--- Text ---
In this study, the post-Fukushima nuclear safety improvement actions in China were reviewed, the nuclear safety philosophy and requirements were introduced and elaborated, the future development of nuclear safety in China was discussed, and some suggestions were put forward. Several inspections, such as nuclear safety considerations, emergency preparedness and response, radiological consequence, and post-accident recovery (IAEA, 2015), are relevant to FDNA experience and lessons, and only part of nuclear safety considerations are referred to in this article. Note that the research on FDNA is still ongoing, and the technical positions may be changed along with lessons learned in the future.

Post-Fukushima Nuclear Safety Improvement Actions in China

A series of nuclear safety improvement actions were taken in China after the FDNA, mainly including:

1) Comprehensive Safety Inspections (CSIs) were carried out.

2) General Technical Requirements (GTRs) on post-Fukushima improvement actions (trial version) were published.

3) Safety margin evaluation for beyond design-basis external events was performed.

4) The Nuclear Safety Plan (NSP) was made and executed.

5) Safety requirements on new NPP designs were drafted, and “Code on the Safety of Nuclear Power Plant Design” (HAF102) was revised.

6) Relevant safety guides and technical documents of HAF102 were developed.

The FDNA also prompted the establishment of the Nuclear Safety Law, which had come into effect in 2018. This is the first law in the nuclear safety field in China which was launched to strengthen publicity on the rule of law and to improve the system, to reinforce the strict regulation by law, and to implement the nuclear safety responsibility.

--- Written task 1 ---
Copy the passage from the nuclear safety text starting at "2) General Technical" and ending at "(HAF102) was revised.".

--- Mask labeling listing ---
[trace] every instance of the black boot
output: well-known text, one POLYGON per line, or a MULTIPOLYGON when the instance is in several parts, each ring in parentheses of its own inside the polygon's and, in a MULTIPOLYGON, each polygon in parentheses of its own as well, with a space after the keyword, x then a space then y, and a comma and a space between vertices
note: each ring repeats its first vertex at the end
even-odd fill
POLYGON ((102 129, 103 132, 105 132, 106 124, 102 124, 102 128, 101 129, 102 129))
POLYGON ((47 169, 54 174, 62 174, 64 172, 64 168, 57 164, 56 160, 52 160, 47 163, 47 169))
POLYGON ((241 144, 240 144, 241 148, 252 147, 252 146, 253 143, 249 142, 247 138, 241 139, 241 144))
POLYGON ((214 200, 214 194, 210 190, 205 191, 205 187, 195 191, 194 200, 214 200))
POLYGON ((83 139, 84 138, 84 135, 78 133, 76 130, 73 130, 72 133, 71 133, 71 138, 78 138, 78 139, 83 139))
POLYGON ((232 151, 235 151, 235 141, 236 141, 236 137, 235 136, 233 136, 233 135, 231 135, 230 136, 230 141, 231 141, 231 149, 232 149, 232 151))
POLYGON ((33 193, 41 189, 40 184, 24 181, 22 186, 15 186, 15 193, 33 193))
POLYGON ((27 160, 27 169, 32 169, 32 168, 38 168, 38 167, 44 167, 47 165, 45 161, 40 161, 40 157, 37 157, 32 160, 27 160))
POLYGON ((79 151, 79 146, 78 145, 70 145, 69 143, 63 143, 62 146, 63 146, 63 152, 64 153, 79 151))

--- Written task 2 ---
Repeat the entire mask labeling listing line for line, with no changes.

--- Correct result 1 ---
2) General Technical Requirements (GTRs) on post-Fukushima improvement actions (trial version) were published.

3) Safety margin evaluation for beyond design-basis external events was performed.

4) The Nuclear Safety Plan (NSP) was made and executed.

5) Safety requirements on new NPP designs were drafted, and “Code on the Safety of Nuclear Power Plant Design” (HAF102) was revised.

--- Correct result 2 ---
[trace] every instance of the black boot
output: well-known text, one POLYGON per line, or a MULTIPOLYGON when the instance is in several parts, each ring in parentheses of its own inside the polygon's and, in a MULTIPOLYGON, each polygon in parentheses of its own as well, with a space after the keyword, x then a space then y, and a comma and a space between vertices
note: each ring repeats its first vertex at the end
even-odd fill
POLYGON ((102 129, 103 132, 105 132, 106 124, 102 124, 102 128, 101 129, 102 129))
POLYGON ((47 169, 54 174, 62 174, 64 172, 64 168, 57 164, 56 160, 52 160, 47 163, 47 169))
POLYGON ((241 144, 240 144, 241 148, 252 147, 252 146, 253 143, 249 142, 247 138, 241 139, 241 144))
POLYGON ((214 200, 214 194, 210 190, 205 191, 205 187, 195 191, 194 200, 214 200))
POLYGON ((83 139, 84 138, 84 135, 78 133, 76 130, 73 130, 72 133, 71 133, 71 138, 78 138, 78 139, 83 139))
POLYGON ((232 151, 235 151, 235 141, 236 141, 236 137, 235 136, 233 136, 233 135, 231 135, 230 136, 230 141, 231 141, 231 149, 232 149, 232 151))
POLYGON ((33 193, 41 189, 40 184, 24 181, 22 186, 15 186, 15 193, 33 193))
POLYGON ((27 160, 27 169, 32 169, 32 168, 38 168, 38 167, 44 167, 47 165, 45 161, 40 161, 40 157, 37 157, 32 160, 27 160))
POLYGON ((79 151, 79 146, 78 145, 70 145, 69 143, 63 143, 62 146, 63 146, 63 152, 64 153, 79 151))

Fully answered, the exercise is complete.